* WHAT IS BEING ASKED *
From the line containing "Target: girl's face" onward, retype each line of the entries below exactly, last line included.

-- Opening Marker --

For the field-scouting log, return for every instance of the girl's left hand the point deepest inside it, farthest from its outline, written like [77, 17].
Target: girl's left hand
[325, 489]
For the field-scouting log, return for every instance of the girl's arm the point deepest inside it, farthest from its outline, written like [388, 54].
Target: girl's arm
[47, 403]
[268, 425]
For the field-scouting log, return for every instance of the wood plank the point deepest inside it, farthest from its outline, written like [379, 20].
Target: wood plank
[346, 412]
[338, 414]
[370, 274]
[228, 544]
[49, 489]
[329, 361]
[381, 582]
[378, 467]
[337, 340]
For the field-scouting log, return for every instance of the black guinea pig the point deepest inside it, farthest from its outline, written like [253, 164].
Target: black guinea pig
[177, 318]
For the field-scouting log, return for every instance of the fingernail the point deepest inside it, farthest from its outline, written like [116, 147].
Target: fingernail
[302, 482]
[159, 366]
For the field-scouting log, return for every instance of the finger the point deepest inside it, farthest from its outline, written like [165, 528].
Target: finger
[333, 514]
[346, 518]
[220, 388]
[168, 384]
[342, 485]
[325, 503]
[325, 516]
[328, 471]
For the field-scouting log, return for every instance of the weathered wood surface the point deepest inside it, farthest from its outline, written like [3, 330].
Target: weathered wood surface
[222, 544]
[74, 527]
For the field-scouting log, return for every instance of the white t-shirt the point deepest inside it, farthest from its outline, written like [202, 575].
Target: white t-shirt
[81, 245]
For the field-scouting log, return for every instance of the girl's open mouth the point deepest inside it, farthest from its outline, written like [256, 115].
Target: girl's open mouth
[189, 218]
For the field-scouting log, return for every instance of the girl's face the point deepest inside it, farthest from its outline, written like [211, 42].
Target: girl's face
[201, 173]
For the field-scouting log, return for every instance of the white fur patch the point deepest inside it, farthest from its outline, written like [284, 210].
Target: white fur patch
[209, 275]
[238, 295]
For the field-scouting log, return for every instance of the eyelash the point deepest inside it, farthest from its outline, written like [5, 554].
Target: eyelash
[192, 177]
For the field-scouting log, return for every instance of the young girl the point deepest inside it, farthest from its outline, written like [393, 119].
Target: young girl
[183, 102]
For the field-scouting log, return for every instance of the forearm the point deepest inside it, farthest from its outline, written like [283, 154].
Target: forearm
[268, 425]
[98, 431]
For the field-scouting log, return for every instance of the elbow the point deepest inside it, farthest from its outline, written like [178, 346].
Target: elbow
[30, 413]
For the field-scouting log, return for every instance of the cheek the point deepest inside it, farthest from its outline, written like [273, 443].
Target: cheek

-- Closing Marker --

* ANSWER SECTION *
Target: girl's face
[201, 173]
For the field-scouting log, return for every instance of the white fur patch the point deepest inside it, farthest from its outline, written like [284, 210].
Target: white fur patch
[209, 275]
[238, 295]
For the field-scouting log, return for every instance of the eyelash the point deepest inside it, farthest from its outline, written like [5, 554].
Target: eyelash
[192, 177]
For the field-scouting log, return for every instance of the young girl the point deepest inside it, farthest from its outline, written like [393, 119].
Target: young girl
[183, 102]
For the field-scouting log, return for every instance of the forearm the point deepest inside it, farthest from its outline, written like [283, 154].
Target: forearm
[268, 425]
[98, 431]
For the field-scouting log, return for every instance of the elbow the point deepest inside it, farthest from its outline, written like [178, 346].
Target: elbow
[30, 413]
For the field-scouting log, return for every instance of the cheek the point deepest inside it, farthest from its outline, written like [273, 443].
Target: cheek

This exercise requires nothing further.